> _Objectif visé 1_
Selon l'extrait sur le taux d'usure, quel taux maximum légal a été fixé le 1er octobre 2022 pour un crédit immobilier de 20 ans et plus ?

> _Extrait à lire_
====

Le taux d'usure a enfin été relevé le 1er octobre 2022, fixant le taux maximum légal d’un crédit immobilier à 3,05% pour un emprunt de 20 ans et plus, et à 3,03% pour un prêt d'une durée inférieure.
Cette annonce met fin à un suspens de plusieurs semaines pendant lesquelles partisans d’une refonte de la formule de calcul du taux d’usure et partisans du statu quo se sont démenés pour imposer leur point de vue.
Un mode de calcul remis en question
Car si ce sujet est d’importance pour les prêteurs et les emprunteurs, il était devenu vital pour certains intermédiaires tels les courtiers en prêts immobiliers qui voyaient les dossiers de prêts de leurs clients refusés les uns après les autres.
Pour rappel, le taux d'usure est destiné à protéger les particuliers de conditions d'emprunt abusives. Il plafonne l'ensemble des frais d'un prêt immobilier : taux de crédit pratiqué par la banque, éventuelle commission des courtiers, assurance emprunteur. Le calcul du taux d’usure est trimestriel et prend en compte les taux moyens pratiqués par les banques au cours des trois derniers mois augmentés d'un tiers. Tout demande de prêt immobilier dont le coût (les frais) dépasse le taux d’usure doit être rejetée. Cette méthode de calcul, en décalage de 3 mois avec les augmentations de taux immobiliers, pose donc problème en cas d’augmentation rapide des taux d’emprunts, ce qui est le cas aujourd’hui.

====

> _Objectif visé 2_
Recopiez à l'identique les lignes des enregistrements, en commençant par celle qui contient « Give one point for each instance of the textured » et jusqu'à la fin des enregistrements.

====

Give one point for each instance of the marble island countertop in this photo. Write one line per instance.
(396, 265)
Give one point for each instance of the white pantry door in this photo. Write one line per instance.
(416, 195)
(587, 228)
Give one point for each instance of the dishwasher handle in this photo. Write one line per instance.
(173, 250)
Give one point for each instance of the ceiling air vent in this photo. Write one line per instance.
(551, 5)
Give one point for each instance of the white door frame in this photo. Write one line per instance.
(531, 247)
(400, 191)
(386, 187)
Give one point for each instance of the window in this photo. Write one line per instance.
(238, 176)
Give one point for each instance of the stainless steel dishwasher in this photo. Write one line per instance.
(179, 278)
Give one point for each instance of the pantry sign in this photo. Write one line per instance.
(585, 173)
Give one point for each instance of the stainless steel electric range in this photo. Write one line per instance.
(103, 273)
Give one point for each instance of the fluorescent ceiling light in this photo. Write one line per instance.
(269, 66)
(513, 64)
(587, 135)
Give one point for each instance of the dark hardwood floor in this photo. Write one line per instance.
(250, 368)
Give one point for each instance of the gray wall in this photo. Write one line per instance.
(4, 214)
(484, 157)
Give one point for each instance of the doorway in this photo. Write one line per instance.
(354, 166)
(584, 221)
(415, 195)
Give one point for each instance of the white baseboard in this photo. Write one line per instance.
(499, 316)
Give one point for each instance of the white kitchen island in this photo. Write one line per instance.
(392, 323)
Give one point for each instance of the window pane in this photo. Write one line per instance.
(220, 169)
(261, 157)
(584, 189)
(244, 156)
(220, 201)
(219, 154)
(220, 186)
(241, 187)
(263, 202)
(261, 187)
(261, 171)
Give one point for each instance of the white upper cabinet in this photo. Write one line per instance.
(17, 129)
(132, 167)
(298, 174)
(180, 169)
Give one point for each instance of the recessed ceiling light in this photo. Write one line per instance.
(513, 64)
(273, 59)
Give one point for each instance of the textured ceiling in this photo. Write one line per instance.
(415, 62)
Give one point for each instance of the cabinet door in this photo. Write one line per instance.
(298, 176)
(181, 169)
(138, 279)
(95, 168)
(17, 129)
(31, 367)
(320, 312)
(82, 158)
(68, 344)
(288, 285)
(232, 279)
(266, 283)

====

> _Réponse attendue 1_
3,05 %.

> _Réponse attendue 2_
Give one point for each instance of the textured ceiling in this photo. Write one line per instance.
(415, 62)
Give one point for each instance of the cabinet door in this photo. Write one line per instance.
(298, 176)
(181, 169)
(138, 279)
(95, 168)
(17, 129)
(31, 367)
(320, 312)
(82, 158)
(68, 344)
(288, 285)
(232, 279)
(266, 283)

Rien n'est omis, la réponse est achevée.